Consigne: Pouvez-vous réécrire les enregistrements à partir de la ligne contenant « Locate the wing; » jusqu'à la ligne contenant « (1063, 421) », les deux incluses, en remplaçant « dry brown grass » par « dry yellow grass » sans rien modifier d'autre ?

Enregistrements fournis:
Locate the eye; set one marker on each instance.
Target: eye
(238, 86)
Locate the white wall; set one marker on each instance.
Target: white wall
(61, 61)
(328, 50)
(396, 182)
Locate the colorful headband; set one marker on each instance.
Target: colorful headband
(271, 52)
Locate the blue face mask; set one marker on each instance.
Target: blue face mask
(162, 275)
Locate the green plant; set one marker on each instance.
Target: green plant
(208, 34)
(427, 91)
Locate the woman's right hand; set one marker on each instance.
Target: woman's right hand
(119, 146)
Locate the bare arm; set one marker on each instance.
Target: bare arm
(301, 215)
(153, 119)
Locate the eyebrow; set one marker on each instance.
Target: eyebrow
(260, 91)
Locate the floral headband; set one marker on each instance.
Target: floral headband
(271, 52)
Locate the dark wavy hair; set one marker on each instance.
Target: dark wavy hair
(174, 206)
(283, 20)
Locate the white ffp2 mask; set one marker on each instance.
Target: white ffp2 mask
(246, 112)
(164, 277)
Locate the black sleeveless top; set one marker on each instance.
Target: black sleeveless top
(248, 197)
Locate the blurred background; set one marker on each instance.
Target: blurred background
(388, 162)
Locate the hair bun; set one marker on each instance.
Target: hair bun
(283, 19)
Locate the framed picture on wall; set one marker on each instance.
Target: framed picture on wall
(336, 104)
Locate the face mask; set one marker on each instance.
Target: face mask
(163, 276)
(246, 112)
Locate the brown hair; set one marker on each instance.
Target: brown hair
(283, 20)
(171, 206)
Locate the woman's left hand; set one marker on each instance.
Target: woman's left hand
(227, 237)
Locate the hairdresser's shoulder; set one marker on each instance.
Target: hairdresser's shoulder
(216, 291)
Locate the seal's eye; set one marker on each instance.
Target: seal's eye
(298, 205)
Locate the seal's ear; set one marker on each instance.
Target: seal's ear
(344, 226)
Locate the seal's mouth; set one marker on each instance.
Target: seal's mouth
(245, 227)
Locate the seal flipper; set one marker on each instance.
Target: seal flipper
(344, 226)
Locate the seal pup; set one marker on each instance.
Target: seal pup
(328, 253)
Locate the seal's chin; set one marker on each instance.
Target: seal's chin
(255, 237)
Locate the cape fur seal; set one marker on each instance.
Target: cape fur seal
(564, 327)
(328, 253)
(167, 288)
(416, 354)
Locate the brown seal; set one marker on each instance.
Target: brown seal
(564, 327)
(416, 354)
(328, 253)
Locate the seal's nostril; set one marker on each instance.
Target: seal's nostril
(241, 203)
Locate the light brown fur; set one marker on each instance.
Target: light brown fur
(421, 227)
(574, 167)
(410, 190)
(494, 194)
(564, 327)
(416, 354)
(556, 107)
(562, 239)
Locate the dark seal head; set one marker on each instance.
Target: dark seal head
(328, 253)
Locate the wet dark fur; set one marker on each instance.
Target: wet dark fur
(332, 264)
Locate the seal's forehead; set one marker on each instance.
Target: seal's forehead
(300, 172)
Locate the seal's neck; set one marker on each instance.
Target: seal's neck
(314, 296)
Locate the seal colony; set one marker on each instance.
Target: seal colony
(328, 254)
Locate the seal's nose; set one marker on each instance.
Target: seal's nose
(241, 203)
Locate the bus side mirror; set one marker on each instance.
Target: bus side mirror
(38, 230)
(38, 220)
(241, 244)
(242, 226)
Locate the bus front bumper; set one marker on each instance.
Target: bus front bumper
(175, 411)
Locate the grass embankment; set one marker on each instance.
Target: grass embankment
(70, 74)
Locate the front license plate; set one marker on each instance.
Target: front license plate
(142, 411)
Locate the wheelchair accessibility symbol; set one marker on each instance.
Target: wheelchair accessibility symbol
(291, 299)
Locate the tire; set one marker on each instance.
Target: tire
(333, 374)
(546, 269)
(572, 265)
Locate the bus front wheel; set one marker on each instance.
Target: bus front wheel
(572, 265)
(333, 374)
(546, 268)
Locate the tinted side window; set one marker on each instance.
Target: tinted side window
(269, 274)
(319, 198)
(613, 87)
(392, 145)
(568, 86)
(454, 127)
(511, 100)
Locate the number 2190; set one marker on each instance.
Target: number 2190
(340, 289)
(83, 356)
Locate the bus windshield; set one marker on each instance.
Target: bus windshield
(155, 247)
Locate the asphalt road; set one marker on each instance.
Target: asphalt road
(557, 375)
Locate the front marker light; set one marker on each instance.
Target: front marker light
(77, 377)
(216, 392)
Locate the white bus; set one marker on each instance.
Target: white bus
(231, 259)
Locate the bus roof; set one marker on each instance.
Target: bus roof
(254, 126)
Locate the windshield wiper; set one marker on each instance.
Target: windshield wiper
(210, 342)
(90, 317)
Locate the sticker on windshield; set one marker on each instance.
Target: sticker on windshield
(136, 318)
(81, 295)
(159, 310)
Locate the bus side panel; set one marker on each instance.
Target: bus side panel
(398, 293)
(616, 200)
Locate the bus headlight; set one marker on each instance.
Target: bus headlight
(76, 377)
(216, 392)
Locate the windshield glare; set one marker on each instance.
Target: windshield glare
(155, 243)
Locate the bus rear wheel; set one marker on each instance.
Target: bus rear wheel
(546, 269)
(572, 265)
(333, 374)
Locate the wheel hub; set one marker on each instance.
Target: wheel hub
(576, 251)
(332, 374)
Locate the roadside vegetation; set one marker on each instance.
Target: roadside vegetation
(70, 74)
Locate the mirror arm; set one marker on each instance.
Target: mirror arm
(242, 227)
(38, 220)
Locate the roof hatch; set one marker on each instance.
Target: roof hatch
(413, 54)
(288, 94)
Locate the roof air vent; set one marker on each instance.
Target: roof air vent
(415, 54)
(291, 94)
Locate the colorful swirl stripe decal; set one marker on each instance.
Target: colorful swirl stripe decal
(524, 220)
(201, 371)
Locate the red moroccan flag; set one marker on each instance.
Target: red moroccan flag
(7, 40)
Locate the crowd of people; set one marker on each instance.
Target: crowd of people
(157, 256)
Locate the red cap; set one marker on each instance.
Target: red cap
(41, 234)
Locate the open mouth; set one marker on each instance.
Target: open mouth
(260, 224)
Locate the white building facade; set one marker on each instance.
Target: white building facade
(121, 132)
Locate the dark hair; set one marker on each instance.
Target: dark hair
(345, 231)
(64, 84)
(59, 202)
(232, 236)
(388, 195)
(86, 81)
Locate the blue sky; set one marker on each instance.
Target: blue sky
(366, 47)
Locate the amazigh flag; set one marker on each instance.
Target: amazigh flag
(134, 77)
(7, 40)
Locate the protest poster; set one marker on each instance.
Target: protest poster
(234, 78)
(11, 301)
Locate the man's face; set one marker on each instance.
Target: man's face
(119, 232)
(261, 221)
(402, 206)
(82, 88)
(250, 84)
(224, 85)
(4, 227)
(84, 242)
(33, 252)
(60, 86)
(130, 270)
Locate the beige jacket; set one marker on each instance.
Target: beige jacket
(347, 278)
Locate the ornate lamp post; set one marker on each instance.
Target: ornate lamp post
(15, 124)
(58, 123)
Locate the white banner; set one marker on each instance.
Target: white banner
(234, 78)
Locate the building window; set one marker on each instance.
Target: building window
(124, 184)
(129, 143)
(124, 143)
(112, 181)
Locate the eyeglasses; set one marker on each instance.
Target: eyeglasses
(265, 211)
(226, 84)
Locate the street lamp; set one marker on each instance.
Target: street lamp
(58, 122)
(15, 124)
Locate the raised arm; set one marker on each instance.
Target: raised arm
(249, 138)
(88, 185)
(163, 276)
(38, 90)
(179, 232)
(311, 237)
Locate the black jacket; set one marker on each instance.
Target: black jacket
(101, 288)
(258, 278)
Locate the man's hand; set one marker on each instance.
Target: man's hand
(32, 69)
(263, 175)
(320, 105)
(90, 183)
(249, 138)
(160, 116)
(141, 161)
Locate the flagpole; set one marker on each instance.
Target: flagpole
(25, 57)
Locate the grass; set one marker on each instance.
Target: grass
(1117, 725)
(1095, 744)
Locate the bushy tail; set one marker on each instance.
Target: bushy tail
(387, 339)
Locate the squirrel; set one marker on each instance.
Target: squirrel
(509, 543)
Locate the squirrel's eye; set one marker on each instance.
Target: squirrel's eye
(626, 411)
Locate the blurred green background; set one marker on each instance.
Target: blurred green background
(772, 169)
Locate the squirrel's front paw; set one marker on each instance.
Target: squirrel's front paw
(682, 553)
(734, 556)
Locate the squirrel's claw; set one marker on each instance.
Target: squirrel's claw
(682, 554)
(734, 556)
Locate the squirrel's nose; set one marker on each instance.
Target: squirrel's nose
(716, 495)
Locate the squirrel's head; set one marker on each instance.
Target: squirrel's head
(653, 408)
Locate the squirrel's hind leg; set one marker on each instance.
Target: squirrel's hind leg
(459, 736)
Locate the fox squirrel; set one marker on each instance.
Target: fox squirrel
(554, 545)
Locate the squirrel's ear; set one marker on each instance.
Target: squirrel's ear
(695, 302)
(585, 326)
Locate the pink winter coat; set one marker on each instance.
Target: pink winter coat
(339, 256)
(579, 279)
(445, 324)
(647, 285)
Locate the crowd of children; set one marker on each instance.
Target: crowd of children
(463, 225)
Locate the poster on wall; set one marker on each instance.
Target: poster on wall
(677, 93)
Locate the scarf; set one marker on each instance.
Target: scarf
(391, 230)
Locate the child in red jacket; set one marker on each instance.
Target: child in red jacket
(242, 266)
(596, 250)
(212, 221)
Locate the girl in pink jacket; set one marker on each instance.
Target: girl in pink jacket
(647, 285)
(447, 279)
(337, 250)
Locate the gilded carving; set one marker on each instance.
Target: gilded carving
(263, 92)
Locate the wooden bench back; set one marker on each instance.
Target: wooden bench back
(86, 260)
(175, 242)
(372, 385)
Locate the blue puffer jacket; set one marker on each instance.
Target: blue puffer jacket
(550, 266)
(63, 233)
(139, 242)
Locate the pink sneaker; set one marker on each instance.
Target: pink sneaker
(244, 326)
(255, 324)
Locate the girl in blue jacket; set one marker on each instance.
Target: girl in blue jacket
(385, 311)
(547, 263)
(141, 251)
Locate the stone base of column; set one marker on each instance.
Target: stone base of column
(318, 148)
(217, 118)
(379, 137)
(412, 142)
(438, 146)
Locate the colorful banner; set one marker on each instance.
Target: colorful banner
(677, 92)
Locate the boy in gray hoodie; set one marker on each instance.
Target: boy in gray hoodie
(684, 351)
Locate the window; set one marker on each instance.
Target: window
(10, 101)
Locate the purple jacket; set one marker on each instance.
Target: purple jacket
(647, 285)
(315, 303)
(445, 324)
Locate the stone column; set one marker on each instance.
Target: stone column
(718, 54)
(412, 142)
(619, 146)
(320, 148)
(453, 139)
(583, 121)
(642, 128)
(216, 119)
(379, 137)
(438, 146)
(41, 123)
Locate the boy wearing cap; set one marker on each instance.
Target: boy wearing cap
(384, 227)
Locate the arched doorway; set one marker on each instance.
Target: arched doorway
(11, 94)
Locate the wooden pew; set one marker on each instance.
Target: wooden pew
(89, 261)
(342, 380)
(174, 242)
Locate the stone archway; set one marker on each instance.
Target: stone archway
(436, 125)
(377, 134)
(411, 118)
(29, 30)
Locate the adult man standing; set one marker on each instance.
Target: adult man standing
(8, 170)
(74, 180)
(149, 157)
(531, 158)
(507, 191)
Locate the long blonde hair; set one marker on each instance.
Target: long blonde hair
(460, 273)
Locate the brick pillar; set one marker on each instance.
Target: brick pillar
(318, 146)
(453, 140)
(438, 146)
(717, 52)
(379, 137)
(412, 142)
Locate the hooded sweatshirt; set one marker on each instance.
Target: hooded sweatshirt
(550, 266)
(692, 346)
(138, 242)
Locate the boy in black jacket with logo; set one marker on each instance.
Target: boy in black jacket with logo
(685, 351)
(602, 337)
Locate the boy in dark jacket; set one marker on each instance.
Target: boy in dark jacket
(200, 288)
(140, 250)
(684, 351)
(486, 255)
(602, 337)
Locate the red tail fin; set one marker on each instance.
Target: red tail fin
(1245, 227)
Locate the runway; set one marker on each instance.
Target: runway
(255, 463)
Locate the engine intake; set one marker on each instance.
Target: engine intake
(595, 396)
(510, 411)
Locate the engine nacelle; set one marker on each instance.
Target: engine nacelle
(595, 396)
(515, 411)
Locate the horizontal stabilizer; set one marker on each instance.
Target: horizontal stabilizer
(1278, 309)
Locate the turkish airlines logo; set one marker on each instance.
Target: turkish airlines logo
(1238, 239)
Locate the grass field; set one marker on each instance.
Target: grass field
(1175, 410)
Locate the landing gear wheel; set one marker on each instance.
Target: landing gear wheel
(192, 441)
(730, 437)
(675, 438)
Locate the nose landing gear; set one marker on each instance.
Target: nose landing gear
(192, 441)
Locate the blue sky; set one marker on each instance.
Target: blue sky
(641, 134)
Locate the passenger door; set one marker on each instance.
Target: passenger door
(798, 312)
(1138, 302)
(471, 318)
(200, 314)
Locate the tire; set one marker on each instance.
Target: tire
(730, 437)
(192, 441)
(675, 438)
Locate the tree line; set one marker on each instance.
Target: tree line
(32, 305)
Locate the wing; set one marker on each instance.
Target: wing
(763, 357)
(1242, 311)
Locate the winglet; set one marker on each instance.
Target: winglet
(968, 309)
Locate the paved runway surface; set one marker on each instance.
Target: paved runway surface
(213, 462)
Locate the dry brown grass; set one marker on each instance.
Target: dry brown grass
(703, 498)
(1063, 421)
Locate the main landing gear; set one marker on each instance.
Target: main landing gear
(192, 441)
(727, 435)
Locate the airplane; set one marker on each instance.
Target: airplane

Corrigé:
Locate the wing; set one marker on each instance.
Target: wing
(763, 357)
(1242, 311)
Locate the winglet; set one marker on each instance.
Target: winglet
(968, 309)
Locate the paved runway surface; set one marker on each instance.
Target: paved runway surface
(213, 462)
Locate the dry yellow grass; set one marker on each instance.
Target: dry yellow grass
(703, 498)
(1063, 421)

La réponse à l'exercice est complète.